Günlerin farklılığı kalmamıştı, birbirinden ayıramadan öyle çok gün geçti ki, bahar bitip, yaz geldi, yazın düşman biraz sakinledi derken, kışın yeniden alevlendi, kudurdu. Nisan 2021 gene aynı park, gene güzel çiçeklerle bezenmiş çimenler, ağaçlar, gene hasret kalınan birlikteliklerimiz, yaz, sonbahar, kış sonrası Nisan 2022.

Düşmanı biraz yendik sayılır ya da savaşa biraz ara verdik. Bu bahar Kalamış Parkı bantlarla kapatılmadı, özgürce yürüyoruz oturuyoruz, elimde tabletim biraz yürüyüşten sonra, şöyle çimenlere uzanıverdim.

--*--

(Görev 1):
Okuma metnine göre aşağıdaki soruları yanıtlayın.
(a) Yazın biraz sakinleşen düşman kışın ne oldu?
(b) Bu bahar Kalamış Parkı'na ne yapılmadı?
(c) Anlatıcı biraz yürüdükten sonra nereye uzandı?
(Görev 2):
Okuma metninde "Günlerin farklılığı kalmamıştı, birbirinden" sözleriyle başlayıp "şöyle çimenlere uzanıverdim." sözleriyle biten kısmın tamamını kopyalayın.

--*--

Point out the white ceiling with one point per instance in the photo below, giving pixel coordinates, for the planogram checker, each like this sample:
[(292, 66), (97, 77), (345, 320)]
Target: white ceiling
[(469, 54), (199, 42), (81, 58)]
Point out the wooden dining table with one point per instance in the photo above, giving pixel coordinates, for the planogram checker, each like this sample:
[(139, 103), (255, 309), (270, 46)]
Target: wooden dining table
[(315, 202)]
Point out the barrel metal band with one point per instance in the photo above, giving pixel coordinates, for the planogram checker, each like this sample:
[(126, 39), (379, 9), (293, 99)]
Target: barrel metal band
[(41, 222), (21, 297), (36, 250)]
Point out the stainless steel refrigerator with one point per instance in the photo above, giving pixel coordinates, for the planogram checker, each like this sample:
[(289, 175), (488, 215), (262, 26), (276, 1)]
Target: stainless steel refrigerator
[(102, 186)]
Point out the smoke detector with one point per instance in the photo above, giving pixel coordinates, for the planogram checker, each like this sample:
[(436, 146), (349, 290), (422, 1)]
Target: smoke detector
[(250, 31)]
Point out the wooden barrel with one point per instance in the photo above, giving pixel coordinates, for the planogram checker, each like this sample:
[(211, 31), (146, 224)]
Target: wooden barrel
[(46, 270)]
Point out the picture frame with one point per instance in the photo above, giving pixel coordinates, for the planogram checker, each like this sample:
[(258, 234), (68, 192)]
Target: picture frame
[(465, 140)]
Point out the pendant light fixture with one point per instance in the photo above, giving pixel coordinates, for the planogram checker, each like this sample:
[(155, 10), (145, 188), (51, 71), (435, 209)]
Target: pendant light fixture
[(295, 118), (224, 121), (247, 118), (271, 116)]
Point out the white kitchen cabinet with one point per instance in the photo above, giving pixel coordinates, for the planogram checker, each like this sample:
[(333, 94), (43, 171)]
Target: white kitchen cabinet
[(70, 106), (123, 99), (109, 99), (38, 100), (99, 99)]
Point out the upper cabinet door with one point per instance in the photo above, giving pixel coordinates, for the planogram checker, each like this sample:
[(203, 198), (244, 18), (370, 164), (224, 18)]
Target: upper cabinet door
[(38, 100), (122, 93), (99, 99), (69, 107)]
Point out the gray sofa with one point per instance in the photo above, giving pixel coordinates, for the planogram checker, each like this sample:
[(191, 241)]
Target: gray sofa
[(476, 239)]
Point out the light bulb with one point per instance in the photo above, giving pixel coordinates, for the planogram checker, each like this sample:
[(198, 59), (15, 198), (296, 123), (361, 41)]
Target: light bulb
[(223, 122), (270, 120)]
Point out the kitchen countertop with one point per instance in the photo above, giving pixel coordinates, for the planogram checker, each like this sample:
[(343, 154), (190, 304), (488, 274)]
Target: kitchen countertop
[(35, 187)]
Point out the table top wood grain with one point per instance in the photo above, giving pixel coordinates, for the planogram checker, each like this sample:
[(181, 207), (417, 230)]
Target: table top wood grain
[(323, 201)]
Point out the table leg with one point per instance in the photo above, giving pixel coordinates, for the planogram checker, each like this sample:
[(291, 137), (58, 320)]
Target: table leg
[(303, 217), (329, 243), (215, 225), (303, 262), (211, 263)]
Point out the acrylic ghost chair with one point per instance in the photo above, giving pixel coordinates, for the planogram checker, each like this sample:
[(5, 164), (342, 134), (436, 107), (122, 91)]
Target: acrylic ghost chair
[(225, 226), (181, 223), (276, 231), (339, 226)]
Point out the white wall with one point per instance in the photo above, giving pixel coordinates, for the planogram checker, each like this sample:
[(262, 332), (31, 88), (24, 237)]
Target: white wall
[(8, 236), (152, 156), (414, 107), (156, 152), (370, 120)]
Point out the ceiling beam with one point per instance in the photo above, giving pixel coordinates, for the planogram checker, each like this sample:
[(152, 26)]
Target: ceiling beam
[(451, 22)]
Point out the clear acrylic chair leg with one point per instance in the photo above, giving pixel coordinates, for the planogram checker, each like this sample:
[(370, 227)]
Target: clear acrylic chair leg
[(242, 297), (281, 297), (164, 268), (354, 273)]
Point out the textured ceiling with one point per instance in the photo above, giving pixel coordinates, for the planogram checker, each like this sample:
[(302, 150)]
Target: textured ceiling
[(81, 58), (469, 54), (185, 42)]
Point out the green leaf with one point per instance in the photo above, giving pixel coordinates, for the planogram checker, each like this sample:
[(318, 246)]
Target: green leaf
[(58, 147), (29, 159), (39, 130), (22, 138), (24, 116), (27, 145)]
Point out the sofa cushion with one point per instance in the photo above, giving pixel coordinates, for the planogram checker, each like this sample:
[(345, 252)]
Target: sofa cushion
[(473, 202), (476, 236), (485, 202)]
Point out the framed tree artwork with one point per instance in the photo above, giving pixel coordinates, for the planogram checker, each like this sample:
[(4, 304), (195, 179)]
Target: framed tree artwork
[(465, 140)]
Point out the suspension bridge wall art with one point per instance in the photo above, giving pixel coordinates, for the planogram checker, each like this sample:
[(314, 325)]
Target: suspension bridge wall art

--*--

(Görev sonucu 1):
(a) Yeniden alevlendi, kudurdu.
(b) Bantlarla kapatılmadı.
(c) Çimenlere.

(Görev sonucu 2):
Günlerin farklılığı kalmamıştı, birbirinden ayıramadan öyle çok gün geçti ki, bahar bitip, yaz geldi, yazın düşman biraz sakinledi derken, kışın yeniden alevlendi, kudurdu. Nisan 2021 gene aynı park, gene güzel çiçeklerle bezenmiş çimenler, ağaçlar, gene hasret kalınan birlikteliklerimiz, yaz, sonbahar, kış sonrası Nisan 2022.

Düşmanı biraz yendik sayılır ya da savaşa biraz ara verdik. Bu bahar Kalamış Parkı bantlarla kapatılmadı, özgürce yürüyoruz oturuyoruz, elimde tabletim biraz yürüyüşten sonra, şöyle çimenlere uzanıverdim.